## Directive:
Can you write out all of the rows below again, requests included, with each x and y coordinate in the answers increased by 46? Leave the numbers in the requests and their sample points unchanged.

## Given data:
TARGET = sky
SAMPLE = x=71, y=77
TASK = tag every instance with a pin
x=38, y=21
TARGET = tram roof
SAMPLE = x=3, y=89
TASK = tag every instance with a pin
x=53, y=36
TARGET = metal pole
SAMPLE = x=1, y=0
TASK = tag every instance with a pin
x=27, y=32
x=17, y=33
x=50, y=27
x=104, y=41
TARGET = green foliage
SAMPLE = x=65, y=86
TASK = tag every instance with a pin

## Complete response:
TARGET = sky
SAMPLE = x=71, y=77
TASK = tag every instance with a pin
x=84, y=67
TARGET = tram roof
SAMPLE = x=3, y=89
TASK = tag every instance with a pin
x=99, y=82
TARGET = metal pole
SAMPLE = x=1, y=0
TASK = tag every instance with a pin
x=73, y=78
x=63, y=79
x=96, y=73
x=150, y=87
TARGET = green foliage
SAMPLE = x=65, y=86
TASK = tag every instance with a pin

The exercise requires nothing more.